### Assignment
Can you extract from the Packard dream cars passage the stretch from "Packard’s collection of" through "clean, European look.", copied word for word?

### Document segment
Packard’s collection of dream cars was not as well known, but they were every bit as sensational. With prominent designer Dick Teague on staff and Dutch Darrin and Ray Dietrich on contract, Packard had the creative talent to produce their own excitement.

The striking Pan-American borrowed a few tricks from the hot-rodders of the era — it was sectioned, the door handles shaved and it was void of chrome, giving a clean, European look.

The Pan-American, due to excessive cost, never made it into production, but Richard Teague used it as the basis for the new Caribbean. He could not section the body, but he did add a scooped hood, Continental kit and radiused rear-wheel openings. The car carried a price tag of $5,250, and they sold 750, outselling the 1953 Cadillac Eldorado by 218 units.

Style and luxury

By 1955, the Caribbean was riding on a 127-inch chassis, and Teague had redesigned the car with fashionable triple-tone livery, twin scoops on the hood and functioning dual rear aerials. The only options were wire wheels, air, and tinted or shaded glass. Auto Age stated it was “America’s finest car,” although with the frequent change in advertising agencies, there was not a consistent message or theme.

Seating in the Caribbean was luxurious leather, and the car offered the soon-to-prove-unreliable Twin-Ultramatic automatic transmission, which was controlled by push buttons in the middle of the dash. Turning the key brought the new-for-’55 overhead-valve 275 horsepower V8 with twin Rochester 4-barrel carbs to life, and the car would rise slightly as the innovative electronically controlled Torsion-Level Ride suspension awoke. With this car, Packard had the dubious distinction of being the first to offer a/c in a convertible.

Dataset entries:
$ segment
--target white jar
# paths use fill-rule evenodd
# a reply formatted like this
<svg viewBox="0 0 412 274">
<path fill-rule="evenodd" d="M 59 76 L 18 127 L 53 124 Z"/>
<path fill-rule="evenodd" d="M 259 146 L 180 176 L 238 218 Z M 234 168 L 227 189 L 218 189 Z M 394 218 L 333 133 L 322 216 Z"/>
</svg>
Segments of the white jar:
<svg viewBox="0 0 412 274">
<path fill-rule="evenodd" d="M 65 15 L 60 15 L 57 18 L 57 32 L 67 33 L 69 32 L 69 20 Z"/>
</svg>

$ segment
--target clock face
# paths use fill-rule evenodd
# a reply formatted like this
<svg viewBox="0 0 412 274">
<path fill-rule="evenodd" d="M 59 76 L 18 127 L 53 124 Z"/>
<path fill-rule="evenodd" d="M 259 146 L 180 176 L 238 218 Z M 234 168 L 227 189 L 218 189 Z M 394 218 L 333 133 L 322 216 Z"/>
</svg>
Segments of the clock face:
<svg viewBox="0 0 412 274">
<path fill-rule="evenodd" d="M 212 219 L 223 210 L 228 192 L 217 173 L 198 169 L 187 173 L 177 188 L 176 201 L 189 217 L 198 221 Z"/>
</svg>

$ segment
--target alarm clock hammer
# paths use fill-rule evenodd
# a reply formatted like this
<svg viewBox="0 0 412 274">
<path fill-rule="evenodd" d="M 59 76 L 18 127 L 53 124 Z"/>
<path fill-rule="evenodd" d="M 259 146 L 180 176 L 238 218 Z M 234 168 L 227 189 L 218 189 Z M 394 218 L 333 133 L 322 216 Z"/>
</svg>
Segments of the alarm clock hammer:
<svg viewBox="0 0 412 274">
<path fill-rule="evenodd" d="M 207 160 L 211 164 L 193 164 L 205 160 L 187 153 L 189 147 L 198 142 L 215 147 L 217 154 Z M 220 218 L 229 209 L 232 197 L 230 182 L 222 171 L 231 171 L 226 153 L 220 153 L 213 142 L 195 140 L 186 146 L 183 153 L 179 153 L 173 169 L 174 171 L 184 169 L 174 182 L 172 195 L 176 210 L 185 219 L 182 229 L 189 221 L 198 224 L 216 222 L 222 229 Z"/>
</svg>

### Solution to this task
Packard’s collection of dream cars was not as well known, but they were every bit as sensational. With prominent designer Dick Teague on staff and Dutch Darrin and Ray Dietrich on contract, Packard had the creative talent to produce their own excitement.

The striking Pan-American borrowed a few tricks from the hot-rodders of the era — it was sectioned, the door handles shaved and it was void of chrome, giving a clean, European look.